BEGIN Data to process

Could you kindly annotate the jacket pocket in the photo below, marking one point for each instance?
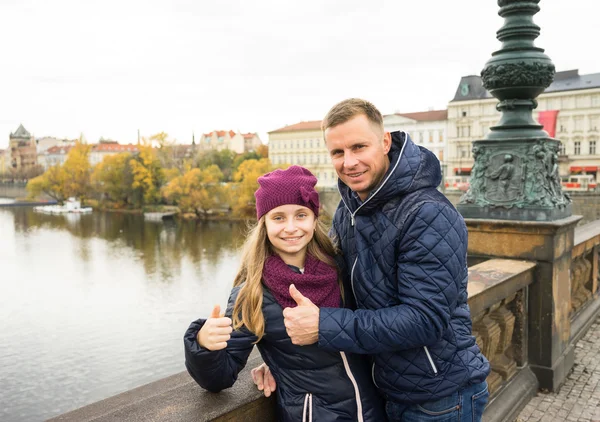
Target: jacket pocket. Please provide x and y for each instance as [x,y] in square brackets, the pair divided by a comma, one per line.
[307,409]
[445,406]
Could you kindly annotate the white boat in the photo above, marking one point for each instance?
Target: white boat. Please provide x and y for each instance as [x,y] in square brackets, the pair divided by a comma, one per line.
[71,205]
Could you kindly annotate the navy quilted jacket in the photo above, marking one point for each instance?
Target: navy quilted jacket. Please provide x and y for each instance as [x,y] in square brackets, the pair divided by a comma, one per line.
[405,247]
[312,384]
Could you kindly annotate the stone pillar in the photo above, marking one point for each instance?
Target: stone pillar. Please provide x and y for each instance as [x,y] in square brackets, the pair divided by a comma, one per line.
[550,354]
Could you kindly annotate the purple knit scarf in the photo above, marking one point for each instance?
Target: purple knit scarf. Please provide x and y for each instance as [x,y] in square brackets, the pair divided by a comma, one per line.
[319,282]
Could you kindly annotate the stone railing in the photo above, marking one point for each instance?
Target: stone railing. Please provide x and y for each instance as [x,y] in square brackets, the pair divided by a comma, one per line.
[497,298]
[498,292]
[584,277]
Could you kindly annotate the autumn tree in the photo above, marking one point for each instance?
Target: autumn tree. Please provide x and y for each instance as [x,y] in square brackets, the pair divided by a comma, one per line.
[246,178]
[196,190]
[50,183]
[147,174]
[263,151]
[77,171]
[113,179]
[70,179]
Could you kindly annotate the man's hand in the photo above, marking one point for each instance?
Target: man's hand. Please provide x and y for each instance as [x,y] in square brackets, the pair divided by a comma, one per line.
[216,331]
[301,322]
[262,377]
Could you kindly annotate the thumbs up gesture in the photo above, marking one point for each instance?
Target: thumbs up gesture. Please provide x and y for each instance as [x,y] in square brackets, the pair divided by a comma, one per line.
[301,322]
[216,331]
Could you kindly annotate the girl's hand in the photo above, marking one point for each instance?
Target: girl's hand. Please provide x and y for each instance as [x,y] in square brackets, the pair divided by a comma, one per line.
[216,331]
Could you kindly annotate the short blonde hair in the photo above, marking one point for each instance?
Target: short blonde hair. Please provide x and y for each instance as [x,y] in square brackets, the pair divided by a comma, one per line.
[347,109]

END Data to process

### Stated task
Copy each line in full and exactly, omitting any picture.

### Correct response
Could you kindly annotate the jacket pocket in the photo below, marking one point for each instance?
Target: jacket pocket. Please provide x and y for each instance as [x,y] in square brackets, the pair divided by a comma, one per line.
[307,409]
[445,406]
Could you kindly annotate the white boat in the photo above, marking one point for each instance?
Target: white boat. Please provide x and y for each instance as [x,y] in square brackets, the pair divided by a comma, one per line.
[71,205]
Could you kindly annotate the navy quilted jacket in the photo above, marking one point for each instance?
Target: navy quilted jacket. Please provide x and y for each instance as [x,y] in square brackets, the pair divided by a comma, one per line.
[405,247]
[312,384]
Could you kindly annotate the stone pillar in the photo above, marking one point for each instance?
Target: stone pillar. Please provide x and y for each instance as [x,y] in square brackets, the pair divided by a comma, one per line.
[550,354]
Could you kindly annotate the purple knit scarf in the photo above, marking one point for each instance?
Target: purple knit scarf. Please provide x and y for each instance as [x,y] in square brackets, the pair divided by a comma, one per line.
[319,282]
Could you kindly annotate the stone railing in the photo above, marking one point for each instance?
Target: stone railing. Please provide x and y for each instance as [x,y] in square brackets, the pair divided by a comma, one per line.
[497,298]
[498,292]
[584,277]
Could you kindly annotate the autumn tree in the photo above, marking one point for each instance?
Target: autumn tree. Please provide x and y for each instance as [x,y] in square brackets, the pair divided by a comma, one per line.
[246,178]
[196,190]
[50,183]
[147,174]
[263,151]
[77,171]
[113,179]
[70,179]
Could you kindly annotate the man's hand in the photo above, marking one point for each instance?
Target: man's hand. Please provide x and y for each instance as [x,y] in square brackets, the pair divided by a comma, one per line.
[216,331]
[301,322]
[262,377]
Could you kindly annotate the thumbs up gesture in the photo above, marking one point for each instance?
Target: thumbs up gesture. Please provide x and y for each instance as [x,y] in square brackets, the pair divided by a comma, one per line.
[301,322]
[216,331]
Could you kindly annotate the girl's hand in the photo above, marking one point for each instance?
Target: girl's hand. Please provide x and y for each instance as [x,y] in square brackets, the pair divided by a comma, one per line.
[216,331]
Could you kindly annotate the short blonde hair in the photo above, marking one point for each instance?
Target: short blonde hair. Please provide x and y for each instance as [x,y] in square brackets, the pair divided by a comma, one per line.
[347,109]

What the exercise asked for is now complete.